● **Exercise**
Please count the lines in the entries below that contain the string "section", matching case exactly, and reply with only the number.

Box-labeled dataset extracts:

..............................

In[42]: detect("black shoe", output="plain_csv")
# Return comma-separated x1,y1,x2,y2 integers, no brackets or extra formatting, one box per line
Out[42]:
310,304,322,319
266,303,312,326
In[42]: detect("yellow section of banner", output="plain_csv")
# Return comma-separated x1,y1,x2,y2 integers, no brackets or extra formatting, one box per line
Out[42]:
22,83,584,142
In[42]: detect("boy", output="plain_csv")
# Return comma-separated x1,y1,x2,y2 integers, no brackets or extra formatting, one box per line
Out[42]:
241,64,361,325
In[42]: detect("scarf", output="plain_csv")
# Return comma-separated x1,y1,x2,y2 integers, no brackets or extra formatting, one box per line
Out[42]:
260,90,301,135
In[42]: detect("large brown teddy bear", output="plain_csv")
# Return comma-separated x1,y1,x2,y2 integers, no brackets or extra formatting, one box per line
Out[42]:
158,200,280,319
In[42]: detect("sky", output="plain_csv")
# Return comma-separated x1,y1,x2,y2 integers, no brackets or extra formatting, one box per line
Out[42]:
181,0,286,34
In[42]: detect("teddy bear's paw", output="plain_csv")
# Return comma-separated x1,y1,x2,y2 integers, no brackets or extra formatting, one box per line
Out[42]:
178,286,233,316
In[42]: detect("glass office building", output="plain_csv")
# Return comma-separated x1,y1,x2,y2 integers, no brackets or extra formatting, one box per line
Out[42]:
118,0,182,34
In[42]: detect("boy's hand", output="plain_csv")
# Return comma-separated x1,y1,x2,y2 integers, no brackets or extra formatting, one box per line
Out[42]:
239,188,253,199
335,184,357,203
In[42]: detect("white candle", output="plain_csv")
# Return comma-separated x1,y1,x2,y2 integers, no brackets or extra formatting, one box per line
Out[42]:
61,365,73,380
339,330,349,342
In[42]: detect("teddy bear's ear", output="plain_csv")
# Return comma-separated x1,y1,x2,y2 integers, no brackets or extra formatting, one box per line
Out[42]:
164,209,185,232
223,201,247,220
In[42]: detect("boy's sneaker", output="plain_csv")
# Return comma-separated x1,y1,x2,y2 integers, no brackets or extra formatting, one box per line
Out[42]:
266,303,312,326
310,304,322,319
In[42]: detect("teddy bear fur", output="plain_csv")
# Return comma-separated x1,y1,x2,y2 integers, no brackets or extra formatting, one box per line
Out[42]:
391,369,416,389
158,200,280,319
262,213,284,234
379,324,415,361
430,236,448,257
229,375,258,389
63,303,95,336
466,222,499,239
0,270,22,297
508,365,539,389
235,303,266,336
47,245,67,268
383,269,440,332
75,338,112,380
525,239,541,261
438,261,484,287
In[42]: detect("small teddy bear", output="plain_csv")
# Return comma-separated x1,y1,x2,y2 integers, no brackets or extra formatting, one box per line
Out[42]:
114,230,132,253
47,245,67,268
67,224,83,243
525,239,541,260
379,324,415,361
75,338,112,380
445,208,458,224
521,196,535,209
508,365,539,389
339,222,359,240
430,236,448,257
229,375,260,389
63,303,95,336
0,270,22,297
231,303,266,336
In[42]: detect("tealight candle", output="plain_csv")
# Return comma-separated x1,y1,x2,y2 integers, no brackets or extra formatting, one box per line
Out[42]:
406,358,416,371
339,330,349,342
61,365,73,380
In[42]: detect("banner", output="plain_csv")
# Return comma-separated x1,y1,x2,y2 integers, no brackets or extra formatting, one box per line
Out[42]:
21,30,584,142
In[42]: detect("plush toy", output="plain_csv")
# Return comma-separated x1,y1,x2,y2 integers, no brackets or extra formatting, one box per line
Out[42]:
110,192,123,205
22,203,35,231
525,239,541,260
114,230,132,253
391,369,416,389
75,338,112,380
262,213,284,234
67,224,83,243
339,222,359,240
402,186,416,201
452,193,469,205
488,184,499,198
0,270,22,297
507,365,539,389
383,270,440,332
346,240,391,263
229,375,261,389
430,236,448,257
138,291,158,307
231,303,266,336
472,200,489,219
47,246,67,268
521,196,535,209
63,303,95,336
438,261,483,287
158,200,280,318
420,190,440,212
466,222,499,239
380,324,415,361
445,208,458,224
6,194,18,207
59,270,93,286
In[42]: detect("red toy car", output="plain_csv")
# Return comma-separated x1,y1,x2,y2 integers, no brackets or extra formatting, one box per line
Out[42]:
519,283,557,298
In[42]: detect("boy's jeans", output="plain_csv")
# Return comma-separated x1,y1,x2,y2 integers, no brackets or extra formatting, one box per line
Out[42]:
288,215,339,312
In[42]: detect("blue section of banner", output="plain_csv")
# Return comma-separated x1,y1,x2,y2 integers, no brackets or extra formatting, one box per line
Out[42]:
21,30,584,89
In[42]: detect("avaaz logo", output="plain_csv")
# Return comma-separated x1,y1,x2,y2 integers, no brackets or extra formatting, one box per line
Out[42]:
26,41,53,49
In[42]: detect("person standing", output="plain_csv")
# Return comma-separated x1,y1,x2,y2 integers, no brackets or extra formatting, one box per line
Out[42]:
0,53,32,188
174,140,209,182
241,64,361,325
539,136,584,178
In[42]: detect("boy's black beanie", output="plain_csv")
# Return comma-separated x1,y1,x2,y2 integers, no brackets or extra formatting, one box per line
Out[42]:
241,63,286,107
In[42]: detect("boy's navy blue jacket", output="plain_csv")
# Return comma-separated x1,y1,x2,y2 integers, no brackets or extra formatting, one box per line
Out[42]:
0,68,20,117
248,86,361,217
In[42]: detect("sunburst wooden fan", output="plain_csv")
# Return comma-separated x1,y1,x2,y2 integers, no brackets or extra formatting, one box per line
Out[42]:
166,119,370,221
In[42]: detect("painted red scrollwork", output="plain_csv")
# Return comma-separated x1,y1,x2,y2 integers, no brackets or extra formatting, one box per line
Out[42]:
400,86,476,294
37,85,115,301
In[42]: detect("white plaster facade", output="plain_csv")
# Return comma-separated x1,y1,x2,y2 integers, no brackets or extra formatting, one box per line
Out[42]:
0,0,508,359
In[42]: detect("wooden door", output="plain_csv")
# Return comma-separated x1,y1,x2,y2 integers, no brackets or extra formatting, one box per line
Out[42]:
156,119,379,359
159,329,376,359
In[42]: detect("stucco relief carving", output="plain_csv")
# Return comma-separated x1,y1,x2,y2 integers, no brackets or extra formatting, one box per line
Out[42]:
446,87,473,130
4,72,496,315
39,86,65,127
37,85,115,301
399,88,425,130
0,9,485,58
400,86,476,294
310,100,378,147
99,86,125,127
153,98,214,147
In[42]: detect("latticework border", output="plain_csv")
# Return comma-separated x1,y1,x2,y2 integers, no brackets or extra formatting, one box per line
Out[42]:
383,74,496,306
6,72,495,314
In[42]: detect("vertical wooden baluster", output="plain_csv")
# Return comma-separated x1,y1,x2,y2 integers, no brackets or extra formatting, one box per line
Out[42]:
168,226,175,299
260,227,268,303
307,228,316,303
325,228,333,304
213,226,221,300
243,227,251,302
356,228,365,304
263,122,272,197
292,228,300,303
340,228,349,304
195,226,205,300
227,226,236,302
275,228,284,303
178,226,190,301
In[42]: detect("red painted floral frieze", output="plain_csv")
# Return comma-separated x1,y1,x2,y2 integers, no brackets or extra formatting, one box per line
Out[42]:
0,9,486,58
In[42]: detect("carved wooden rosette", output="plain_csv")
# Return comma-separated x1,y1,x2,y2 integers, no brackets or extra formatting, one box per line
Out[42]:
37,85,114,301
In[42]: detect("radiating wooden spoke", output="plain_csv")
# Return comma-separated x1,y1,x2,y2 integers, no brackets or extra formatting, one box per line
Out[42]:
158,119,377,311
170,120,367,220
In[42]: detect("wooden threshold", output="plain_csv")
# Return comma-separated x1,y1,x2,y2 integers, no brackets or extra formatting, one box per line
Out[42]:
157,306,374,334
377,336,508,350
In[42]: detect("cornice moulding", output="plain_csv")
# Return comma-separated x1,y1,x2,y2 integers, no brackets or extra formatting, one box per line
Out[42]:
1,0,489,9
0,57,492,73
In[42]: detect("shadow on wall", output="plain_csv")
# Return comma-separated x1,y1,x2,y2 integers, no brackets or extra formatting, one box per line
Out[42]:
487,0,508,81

..............................

● **Final answer**
2